* _WRITTEN INSTRUCTION_:
Below is a block of records; repeat each one exactly.
☆ ☆ ☆ ☆ ☆ ☆ ☆
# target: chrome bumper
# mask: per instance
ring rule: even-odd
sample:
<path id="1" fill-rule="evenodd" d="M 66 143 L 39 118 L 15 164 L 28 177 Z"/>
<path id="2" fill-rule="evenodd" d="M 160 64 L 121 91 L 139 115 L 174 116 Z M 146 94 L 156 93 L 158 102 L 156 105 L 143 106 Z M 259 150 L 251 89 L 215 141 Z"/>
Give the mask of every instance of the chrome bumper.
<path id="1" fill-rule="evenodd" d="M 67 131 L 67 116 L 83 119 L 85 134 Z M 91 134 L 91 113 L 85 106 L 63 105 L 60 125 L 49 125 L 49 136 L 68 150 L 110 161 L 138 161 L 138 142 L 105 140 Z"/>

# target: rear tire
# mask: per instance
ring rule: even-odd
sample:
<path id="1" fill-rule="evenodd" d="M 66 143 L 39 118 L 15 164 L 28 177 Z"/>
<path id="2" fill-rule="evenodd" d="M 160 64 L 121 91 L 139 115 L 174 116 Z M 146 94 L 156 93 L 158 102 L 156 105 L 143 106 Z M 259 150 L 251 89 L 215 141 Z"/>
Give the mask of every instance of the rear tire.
☆ ☆ ☆ ☆ ☆ ☆ ☆
* _RESULT_:
# target: chrome bumper
# mask: per instance
ring rule: even-odd
sample:
<path id="1" fill-rule="evenodd" d="M 66 143 L 39 118 L 15 164 L 28 177 Z"/>
<path id="2" fill-rule="evenodd" d="M 160 64 L 121 91 L 139 115 L 174 116 Z M 146 94 L 156 93 L 158 102 L 156 105 L 143 106 Z M 259 150 L 251 89 L 215 141 Z"/>
Give the mask of every instance of the chrome bumper.
<path id="1" fill-rule="evenodd" d="M 67 131 L 67 116 L 83 119 L 85 134 Z M 91 134 L 91 113 L 85 106 L 63 105 L 60 125 L 49 125 L 49 136 L 68 150 L 110 161 L 138 161 L 138 142 L 105 140 Z"/>

# target: rear tire
# mask: per instance
ring rule: even-odd
sample:
<path id="1" fill-rule="evenodd" d="M 66 143 L 39 118 L 15 164 L 28 177 Z"/>
<path id="2" fill-rule="evenodd" d="M 160 64 L 121 91 L 139 115 L 174 116 Z M 146 94 L 156 93 L 158 102 L 156 105 L 143 106 Z M 259 150 L 251 89 L 215 141 Z"/>
Give the mask of every instance of the rear tire.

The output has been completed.